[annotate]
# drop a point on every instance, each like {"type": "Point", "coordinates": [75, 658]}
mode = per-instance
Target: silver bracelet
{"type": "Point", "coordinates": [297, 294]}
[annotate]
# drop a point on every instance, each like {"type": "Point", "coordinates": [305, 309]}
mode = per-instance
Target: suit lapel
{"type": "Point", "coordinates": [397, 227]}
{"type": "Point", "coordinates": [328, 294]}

_ _ _ _ _

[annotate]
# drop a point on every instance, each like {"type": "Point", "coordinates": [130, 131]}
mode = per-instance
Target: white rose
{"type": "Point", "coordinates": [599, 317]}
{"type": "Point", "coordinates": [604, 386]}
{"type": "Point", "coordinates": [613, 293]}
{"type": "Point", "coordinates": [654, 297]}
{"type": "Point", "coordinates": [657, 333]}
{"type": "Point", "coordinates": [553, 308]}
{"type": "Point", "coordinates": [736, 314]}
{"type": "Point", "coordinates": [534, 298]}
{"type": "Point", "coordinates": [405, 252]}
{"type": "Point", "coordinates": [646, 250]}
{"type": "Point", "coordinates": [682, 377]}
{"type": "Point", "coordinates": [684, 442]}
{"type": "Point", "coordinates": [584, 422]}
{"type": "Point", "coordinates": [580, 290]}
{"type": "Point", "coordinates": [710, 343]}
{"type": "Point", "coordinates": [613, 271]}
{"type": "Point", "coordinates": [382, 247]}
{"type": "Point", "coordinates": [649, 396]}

_ _ _ _ _

The exercise
Locate every line in the items above that contains the word "each" and copy those lines out in full.

Written response
# drop a point on every instance, each like {"type": "Point", "coordinates": [75, 658]}
# drop a point on every instance, each like {"type": "Point", "coordinates": [305, 309]}
# drop a point on every instance, each like {"type": "Point", "coordinates": [130, 131]}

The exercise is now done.